▶ [The data]
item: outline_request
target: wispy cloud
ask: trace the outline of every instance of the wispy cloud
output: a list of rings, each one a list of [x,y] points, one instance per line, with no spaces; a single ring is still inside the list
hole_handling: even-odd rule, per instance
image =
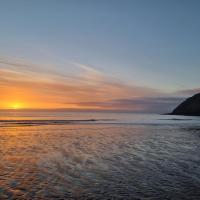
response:
[[[192,96],[192,95],[199,93],[199,92],[200,92],[200,88],[194,88],[194,89],[177,91],[177,92],[175,92],[175,95],[188,97],[188,96]]]
[[[80,102],[79,106],[89,105],[103,110],[121,110],[126,112],[171,112],[184,98],[181,97],[140,97],[134,99],[114,99],[107,102]]]
[[[76,70],[66,70],[70,67]],[[60,68],[55,64],[2,57],[0,90],[0,107],[15,100],[34,108],[73,107],[158,113],[169,112],[180,103],[182,94],[199,91],[177,91],[174,97],[169,97],[170,94],[156,89],[128,85],[90,65],[65,62]]]

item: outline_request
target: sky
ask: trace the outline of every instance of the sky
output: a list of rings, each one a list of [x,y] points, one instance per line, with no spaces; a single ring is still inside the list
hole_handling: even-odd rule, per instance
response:
[[[0,109],[162,113],[200,92],[198,0],[0,3]]]

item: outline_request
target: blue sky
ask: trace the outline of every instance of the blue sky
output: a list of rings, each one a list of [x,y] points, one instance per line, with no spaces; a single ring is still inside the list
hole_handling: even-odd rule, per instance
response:
[[[67,75],[88,66],[166,94],[198,89],[199,8],[198,0],[1,1],[0,57]]]

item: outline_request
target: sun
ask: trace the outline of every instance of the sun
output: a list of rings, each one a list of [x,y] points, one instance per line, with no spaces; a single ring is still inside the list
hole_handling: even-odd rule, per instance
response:
[[[14,110],[18,110],[18,109],[22,108],[22,105],[20,103],[13,103],[11,105],[11,108],[14,109]]]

▶ [The task]
For the string "cloud", count the matching lines in the listing and give that number by itself.

▶ [Answer to the exercise]
2